◆ **Page extract**
····················

# Keeping Your Worldbuilding Organized



## Black Dragon (May 2, 2019)

Do you have a system for keeping your worldbuilding organized?  If so, please tell us about it.

Or do you believe that worldbuilding is better left unorganized?


----------



## Devor (May 2, 2019)

I used to use OneNote, which is absolutely wonderful for it.  Every tab at the top  has its own subtab pages on the right, so you can have a "Map Locations" tab and give every location its own page. And you can move smoothly between pages.

But I've switched from using OneNote and moved into the terrible-for-this MS Word. Now I keep everything in a single word document, kept Landscape in three columns.  I do this so I can print it easily and work on it from my clipboard. It's easier to work with that way.

Also I have to give a special shout out for EverNote, which is an organization heavyweight program that you can download free.

As for the way it's organized, that's different for every project, and I think I'll talk about that in a future post.


----------



## Darkfantasy (May 2, 2019)

I do like to create original world, especially since Fantasy is so unlimited, I don't understand why people keep regurging medieval England settings. But it is hard because in Fantasy you need a certain amount of familiar.

I don't have a system really because I don't over plan my setting, I focus on character related stuff and plot since they're the most vital.


----------



## KJF (May 2, 2019)

I write in Scrivener and I usually keep a separate project for the world and organize everything that way. I've heard some people use a personal wiki. Something I just heard about this week is World Anvil (google it). I haven't used it but it seems interesting.


----------



## Riorlyne (May 3, 2019)

I have been using Notebook.ai to organise my worldbuilding. It's similar to (although younger and less developed than) WorldAnvil. The more advanced pages aren't free, but I chose it over WorldAnvil as keeping worldbuilding pages private was a feature on the free plan, not just the premium plan.


----------



## CupofJoe (May 3, 2019)

Very organised. Too organised maybe. And all off line in separate files and folders.  I have a Background folder. In that there are several folders; Characters, Maps, Locations, Technology, Countries, Magic, Monsters and others as I need them.
Characters – will have a description of each character in a separate document.
Maps – Anywhere from quick sketches of a world, or a village to more detailed maps of areas.
Locations – Are usually smaller scale but more detailed illustrations of a room or a street, place where I need to KNOW if X can be reach in how-many steps by Y; or if Z can be seen by A
Technology – If I place a limit on what the world has I put information of what can and cannot be done. If I invent a technology then my “research” goes here.
Countries – A bit like a Character description but for countries, guilds and anything bigger. This will also have climate details as well as social organisation, the military, currency & trade etc. whatever I think I need.
Magic – What can and cannot be done, how it works etc. sometimes this is a little sketchy, other times it ends up more like a D&D manual…
Monsters – again like a character profile but for any monsters, aliens, gods etc that might/do appear.
This can lead me to no longer wanting to write the story so I am TRYING to Pants it a bit more and actually write something first and fill in the gaps as I go. But I love making maps and slide in to that far too easily. I think visually so I like to “see” all the background information available to me as I write. This has also led to me using a 2 and 3 scree set up if I can. The more screens I have the more I need. I’m sure I will end up with 6+ like Terry Pratchett used.
My name so CupofJoe and I am a World builder. It has been 7 days since I last world-built.

····················

◆ **Data**

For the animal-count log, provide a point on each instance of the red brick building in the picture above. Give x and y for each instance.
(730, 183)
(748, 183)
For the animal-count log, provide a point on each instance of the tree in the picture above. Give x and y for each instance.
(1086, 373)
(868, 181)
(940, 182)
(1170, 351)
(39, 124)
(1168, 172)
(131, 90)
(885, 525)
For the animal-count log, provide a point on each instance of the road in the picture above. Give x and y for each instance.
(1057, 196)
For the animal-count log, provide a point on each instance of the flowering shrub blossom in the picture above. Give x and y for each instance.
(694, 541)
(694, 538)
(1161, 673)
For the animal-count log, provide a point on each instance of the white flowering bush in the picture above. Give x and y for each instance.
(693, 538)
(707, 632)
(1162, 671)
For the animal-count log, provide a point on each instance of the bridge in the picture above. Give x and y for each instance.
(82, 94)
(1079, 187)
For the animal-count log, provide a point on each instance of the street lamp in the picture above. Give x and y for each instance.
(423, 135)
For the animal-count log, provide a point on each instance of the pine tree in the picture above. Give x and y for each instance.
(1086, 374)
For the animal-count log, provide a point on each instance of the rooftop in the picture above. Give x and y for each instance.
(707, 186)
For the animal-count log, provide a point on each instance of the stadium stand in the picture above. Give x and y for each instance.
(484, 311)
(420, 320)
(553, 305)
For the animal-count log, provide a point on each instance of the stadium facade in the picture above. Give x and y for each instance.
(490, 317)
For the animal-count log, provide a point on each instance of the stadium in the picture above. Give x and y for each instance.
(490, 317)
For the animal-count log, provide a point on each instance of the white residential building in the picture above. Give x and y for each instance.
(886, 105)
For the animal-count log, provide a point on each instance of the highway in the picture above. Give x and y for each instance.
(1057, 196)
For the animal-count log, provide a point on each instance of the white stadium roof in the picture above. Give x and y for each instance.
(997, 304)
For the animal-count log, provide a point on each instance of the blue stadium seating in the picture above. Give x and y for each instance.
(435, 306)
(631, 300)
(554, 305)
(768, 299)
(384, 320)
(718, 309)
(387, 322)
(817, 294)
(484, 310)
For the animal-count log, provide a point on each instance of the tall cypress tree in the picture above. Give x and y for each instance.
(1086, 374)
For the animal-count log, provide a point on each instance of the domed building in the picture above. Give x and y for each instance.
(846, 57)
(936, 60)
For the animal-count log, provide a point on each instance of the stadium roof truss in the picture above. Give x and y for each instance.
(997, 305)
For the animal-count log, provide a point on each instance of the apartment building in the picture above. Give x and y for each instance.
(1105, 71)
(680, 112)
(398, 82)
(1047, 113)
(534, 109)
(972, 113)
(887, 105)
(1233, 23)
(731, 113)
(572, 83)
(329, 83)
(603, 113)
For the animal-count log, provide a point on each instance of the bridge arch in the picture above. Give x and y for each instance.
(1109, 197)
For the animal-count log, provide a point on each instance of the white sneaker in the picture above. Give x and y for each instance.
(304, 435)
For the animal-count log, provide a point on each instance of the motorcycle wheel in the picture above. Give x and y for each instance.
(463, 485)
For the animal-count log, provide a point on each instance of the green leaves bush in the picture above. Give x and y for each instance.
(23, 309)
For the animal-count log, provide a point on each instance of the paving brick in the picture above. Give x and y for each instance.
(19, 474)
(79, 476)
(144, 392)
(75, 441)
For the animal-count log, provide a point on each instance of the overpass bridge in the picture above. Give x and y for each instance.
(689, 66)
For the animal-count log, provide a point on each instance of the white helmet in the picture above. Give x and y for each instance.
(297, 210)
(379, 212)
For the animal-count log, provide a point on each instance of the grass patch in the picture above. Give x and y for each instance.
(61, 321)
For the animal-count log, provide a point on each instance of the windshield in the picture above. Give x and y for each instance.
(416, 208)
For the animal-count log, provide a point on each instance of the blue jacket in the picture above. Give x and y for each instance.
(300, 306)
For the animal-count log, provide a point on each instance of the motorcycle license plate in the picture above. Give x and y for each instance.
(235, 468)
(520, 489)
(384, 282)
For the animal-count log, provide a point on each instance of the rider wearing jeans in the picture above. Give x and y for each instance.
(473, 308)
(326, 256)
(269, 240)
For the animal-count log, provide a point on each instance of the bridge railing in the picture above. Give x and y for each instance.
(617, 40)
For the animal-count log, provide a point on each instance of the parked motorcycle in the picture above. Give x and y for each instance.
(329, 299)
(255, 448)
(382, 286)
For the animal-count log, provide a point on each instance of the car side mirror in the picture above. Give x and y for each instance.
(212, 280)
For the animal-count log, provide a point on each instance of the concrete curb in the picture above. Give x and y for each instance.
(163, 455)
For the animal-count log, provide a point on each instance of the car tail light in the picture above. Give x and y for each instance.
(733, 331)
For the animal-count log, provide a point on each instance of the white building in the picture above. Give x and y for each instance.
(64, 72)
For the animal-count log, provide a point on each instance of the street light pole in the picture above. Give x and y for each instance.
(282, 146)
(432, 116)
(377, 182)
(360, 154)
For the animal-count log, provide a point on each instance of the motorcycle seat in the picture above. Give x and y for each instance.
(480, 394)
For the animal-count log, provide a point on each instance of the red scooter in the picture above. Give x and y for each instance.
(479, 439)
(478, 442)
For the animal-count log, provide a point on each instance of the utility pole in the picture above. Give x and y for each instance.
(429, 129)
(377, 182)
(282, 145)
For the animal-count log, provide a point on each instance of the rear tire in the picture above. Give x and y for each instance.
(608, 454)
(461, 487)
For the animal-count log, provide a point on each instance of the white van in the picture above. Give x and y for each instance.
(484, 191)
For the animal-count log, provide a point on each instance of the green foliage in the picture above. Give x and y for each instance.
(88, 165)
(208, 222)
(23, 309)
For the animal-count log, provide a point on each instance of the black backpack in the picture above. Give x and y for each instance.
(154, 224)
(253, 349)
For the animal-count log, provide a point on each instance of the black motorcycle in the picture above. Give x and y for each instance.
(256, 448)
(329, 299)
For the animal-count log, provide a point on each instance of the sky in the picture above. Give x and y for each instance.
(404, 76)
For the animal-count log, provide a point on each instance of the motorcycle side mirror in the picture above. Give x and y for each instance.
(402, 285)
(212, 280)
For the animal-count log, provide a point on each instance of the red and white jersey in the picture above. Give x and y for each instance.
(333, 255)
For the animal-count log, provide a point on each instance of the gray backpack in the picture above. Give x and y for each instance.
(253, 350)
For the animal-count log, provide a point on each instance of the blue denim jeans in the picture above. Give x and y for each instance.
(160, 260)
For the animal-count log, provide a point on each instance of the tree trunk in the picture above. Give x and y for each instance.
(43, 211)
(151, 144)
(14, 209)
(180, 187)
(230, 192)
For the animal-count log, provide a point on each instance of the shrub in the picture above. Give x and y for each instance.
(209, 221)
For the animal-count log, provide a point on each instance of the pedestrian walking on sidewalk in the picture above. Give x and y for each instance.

····················

◆ **Written instruction 1**
In the worldbuilding thread, why did Riorlyne pick Notebook.ai over WorldAnvil?
◆ **Written instruction 2**
Continue the worldbuilding thread from where it stops.
The entries have nothing to do with the worldbuilding thread.

◆ **Final answer 1**
On Notebook.ai, keeping worldbuilding pages private was a feature of the free plan, not only the premium plan.

◆ **Final answer 2**
----------



## Insolent Lad (May 3, 2019)

Lots of folders on the PC, containing lots of documents (primarily text written in Notepad++). Some  folders are of what I have created, some are of research, historical and otherwise. Timelines, biographical sketches, discussions of magic and myth, etc. Fortunately, most of my fantasy is set in the same 'universe' or it would just be too much—I have the same thing going for my various non-fantasy books, but they don't require quite the same degree of world building.


----------



## AlexK2009 (May 4, 2019)

Black Dragon said:


> Do you have a system for keeping your worldbuilding organized?  If so, please tell us about it.
> 
> Or do you believe that worldbuilding is better left unorganized?



Start unorganised, just write. This tells me about the world as I explore it. . Organise as needed. I tend to get more organised as the project gets bigger and use mind and concept maps as much as possible, if only to organise research material and notes.


----------



## ThinkerX (May 5, 2019)

Gah...

My old world building was intended for AD&D campaigns.  I created and merged together one world after another - then redid them when I started writing in earnest.  Each world or major setting has its own folder on my PC, with contents ranging from skimpy to extensive.


----------



## CelestialGrace (Nov 14, 2019)

Black Dragon said:


> Do you have a system for keeping your worldbuilding organized?  If so, please tell us about it.
> 
> Or do you believe that worldbuilding is better left unorganized?



I've been combing through the forum topics to see how people are organising their world-building materials - esp for the more complex worlds. At the moment I mainly use a mix of notepad, word, and paper to get my ideas down but it's not working anymore. I prefer to use a mix of tech and notebooks to keep track of my ideas. I can't sign up for any paid services though. The 2 main world-building projects that I have, have to be organised to avoid continuity errors, to keep relationships straight, etc.


----------



## Saigonnus (Nov 15, 2019)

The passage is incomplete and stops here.